*Work instructions*. Count every line in the data that contains the word "clump", then report that number alone.

*Information provided*.
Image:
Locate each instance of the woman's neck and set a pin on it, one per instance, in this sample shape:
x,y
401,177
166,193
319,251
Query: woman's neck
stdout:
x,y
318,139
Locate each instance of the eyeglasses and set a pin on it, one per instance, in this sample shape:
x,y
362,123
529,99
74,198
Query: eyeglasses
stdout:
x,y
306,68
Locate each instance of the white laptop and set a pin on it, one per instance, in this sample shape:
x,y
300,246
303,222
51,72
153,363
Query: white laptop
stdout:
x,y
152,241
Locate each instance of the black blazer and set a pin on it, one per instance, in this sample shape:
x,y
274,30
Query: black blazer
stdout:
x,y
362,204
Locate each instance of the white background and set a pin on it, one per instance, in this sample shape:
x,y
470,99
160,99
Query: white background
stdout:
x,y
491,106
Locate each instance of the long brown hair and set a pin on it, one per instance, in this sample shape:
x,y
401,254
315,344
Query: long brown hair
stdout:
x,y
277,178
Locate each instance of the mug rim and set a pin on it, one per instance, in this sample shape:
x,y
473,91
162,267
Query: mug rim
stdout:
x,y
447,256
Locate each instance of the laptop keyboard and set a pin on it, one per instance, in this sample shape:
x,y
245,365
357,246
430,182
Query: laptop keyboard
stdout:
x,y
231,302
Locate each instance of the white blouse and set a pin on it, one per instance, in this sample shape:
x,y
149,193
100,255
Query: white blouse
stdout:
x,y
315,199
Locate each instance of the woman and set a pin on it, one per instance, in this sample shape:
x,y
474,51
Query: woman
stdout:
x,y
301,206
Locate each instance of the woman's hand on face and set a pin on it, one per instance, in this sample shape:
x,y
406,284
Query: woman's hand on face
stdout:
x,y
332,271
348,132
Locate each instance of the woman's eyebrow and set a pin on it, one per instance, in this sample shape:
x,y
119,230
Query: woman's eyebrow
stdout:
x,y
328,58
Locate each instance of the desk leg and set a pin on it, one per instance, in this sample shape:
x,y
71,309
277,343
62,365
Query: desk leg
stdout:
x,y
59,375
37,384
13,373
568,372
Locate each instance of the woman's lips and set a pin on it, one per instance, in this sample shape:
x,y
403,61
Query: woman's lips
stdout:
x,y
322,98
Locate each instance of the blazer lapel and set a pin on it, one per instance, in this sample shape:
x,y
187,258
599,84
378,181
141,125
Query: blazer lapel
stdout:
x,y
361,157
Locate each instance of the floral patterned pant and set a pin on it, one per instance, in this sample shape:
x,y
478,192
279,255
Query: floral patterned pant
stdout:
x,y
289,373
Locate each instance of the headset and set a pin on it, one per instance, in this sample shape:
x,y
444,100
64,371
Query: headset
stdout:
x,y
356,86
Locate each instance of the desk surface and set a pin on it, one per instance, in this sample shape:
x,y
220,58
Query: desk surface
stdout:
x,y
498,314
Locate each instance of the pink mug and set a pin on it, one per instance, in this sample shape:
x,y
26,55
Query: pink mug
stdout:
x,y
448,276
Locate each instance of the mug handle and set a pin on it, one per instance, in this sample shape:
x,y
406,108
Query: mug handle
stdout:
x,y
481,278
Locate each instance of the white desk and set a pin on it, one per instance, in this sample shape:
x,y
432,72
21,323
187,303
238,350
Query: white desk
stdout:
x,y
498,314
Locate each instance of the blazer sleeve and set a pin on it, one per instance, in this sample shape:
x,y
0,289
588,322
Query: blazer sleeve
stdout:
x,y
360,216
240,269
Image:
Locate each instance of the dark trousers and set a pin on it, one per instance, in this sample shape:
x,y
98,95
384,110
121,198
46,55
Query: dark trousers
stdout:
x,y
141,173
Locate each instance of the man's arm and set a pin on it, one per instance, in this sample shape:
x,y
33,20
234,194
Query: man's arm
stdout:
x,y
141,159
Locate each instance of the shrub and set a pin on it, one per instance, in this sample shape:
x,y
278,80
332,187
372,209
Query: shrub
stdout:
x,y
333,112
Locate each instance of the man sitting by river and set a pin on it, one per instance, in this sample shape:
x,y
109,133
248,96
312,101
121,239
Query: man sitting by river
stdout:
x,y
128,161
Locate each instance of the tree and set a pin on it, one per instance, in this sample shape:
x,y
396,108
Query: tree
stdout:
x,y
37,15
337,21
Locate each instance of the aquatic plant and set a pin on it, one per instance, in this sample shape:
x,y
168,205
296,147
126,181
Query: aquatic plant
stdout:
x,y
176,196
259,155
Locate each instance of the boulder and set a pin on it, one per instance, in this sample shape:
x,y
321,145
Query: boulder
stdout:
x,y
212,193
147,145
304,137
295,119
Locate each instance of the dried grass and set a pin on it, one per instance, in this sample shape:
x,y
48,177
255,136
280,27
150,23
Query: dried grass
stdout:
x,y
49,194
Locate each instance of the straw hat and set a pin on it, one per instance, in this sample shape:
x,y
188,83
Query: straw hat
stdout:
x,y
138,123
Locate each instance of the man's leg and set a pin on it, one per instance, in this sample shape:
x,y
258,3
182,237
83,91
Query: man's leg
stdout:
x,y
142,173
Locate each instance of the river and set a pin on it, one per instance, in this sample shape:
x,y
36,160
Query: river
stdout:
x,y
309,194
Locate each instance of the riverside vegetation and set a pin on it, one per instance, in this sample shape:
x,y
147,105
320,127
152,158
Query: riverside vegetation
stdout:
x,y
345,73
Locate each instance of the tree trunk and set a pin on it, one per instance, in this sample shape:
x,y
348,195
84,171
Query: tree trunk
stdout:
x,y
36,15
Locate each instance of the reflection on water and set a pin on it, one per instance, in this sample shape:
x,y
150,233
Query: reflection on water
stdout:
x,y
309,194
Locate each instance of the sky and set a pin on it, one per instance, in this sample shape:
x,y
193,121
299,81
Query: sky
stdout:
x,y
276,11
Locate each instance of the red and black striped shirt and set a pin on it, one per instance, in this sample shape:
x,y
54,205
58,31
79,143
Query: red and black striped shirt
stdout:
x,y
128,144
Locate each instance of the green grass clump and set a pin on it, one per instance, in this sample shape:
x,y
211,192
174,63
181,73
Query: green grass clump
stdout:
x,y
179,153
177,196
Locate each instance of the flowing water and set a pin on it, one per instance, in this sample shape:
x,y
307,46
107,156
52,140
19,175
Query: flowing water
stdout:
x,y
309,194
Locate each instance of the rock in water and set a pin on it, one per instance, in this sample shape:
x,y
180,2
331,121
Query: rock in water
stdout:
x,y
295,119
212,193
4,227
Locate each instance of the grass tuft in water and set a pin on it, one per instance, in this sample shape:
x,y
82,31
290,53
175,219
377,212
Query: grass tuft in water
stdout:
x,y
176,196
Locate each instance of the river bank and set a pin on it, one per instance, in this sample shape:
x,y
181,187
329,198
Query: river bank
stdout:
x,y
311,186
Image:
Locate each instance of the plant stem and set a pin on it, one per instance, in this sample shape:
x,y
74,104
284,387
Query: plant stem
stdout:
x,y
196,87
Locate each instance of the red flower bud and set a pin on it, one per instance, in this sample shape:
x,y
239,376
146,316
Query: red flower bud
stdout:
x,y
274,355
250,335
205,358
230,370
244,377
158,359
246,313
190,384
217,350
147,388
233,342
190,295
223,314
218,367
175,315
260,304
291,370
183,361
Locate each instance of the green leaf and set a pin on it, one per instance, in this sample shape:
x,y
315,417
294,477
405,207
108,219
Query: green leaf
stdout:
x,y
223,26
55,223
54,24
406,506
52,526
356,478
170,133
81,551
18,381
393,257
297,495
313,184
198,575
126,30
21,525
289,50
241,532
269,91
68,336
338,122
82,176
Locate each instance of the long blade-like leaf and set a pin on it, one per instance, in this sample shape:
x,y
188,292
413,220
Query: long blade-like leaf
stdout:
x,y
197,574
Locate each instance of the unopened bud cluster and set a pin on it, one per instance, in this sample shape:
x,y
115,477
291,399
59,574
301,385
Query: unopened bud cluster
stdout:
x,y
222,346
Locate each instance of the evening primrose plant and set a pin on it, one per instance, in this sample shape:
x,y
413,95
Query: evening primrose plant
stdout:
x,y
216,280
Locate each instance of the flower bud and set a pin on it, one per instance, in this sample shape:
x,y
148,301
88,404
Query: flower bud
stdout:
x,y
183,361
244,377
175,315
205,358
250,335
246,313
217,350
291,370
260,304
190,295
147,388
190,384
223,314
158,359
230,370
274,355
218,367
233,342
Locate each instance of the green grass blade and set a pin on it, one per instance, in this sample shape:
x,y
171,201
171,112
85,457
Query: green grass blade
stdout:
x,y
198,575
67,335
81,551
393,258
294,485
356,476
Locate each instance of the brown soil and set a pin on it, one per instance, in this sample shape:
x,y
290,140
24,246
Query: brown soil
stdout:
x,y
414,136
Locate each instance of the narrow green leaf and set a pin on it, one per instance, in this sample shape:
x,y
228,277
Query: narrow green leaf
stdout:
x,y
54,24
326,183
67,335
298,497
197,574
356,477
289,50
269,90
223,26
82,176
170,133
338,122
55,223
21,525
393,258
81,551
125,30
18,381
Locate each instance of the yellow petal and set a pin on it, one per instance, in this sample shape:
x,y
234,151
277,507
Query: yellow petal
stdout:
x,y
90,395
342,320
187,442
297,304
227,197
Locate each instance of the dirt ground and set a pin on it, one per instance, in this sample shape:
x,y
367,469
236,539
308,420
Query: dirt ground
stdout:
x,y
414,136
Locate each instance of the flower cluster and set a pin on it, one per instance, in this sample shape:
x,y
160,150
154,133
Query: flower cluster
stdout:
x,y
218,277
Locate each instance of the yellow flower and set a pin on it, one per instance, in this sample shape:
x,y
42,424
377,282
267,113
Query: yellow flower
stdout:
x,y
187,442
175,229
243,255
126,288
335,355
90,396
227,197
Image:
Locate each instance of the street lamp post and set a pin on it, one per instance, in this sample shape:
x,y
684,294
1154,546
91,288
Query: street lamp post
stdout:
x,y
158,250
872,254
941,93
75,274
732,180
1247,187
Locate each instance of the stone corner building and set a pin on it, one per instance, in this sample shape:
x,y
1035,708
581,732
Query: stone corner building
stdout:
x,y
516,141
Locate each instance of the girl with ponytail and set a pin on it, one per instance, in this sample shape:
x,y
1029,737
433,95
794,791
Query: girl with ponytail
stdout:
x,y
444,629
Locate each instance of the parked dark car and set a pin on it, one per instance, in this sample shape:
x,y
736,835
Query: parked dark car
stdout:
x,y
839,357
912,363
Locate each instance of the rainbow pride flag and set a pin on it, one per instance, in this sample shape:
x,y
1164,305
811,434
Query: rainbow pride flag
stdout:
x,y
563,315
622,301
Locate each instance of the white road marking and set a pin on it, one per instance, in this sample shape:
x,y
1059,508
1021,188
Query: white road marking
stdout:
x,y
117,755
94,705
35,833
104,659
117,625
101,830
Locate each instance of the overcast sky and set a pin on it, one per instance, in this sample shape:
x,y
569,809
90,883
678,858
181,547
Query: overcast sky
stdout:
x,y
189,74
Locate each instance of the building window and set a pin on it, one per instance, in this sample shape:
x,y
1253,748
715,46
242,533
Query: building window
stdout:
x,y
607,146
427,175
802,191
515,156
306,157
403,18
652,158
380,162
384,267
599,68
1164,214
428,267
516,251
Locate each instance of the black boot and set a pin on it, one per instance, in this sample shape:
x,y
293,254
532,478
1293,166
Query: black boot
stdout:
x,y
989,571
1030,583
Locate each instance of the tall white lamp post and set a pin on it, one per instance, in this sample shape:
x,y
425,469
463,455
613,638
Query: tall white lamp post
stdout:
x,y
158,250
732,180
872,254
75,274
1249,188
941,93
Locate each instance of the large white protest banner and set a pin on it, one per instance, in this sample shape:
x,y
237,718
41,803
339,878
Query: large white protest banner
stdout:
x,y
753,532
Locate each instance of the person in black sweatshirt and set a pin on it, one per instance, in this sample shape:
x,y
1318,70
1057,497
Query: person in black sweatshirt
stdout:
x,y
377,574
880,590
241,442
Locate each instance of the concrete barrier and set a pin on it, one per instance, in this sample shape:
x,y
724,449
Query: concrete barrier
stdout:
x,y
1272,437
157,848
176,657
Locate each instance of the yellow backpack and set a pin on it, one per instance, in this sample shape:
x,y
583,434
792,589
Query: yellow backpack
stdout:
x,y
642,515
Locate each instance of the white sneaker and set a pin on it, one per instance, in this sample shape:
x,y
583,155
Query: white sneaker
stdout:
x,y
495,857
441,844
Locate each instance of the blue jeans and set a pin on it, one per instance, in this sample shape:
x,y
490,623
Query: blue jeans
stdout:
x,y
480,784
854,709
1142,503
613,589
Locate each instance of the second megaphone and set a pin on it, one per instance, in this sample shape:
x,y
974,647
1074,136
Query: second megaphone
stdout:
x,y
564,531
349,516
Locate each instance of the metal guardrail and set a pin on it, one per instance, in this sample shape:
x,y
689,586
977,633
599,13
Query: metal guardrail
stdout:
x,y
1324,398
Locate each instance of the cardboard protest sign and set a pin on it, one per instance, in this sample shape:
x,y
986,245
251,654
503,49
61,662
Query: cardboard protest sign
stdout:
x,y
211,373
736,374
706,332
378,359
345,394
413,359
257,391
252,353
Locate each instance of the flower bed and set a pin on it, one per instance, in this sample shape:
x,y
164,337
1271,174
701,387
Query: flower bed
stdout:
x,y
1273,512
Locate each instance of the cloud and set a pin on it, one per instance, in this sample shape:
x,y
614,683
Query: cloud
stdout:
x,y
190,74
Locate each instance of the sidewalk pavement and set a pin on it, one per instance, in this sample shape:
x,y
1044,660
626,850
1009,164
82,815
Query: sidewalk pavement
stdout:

*Answer space*. 2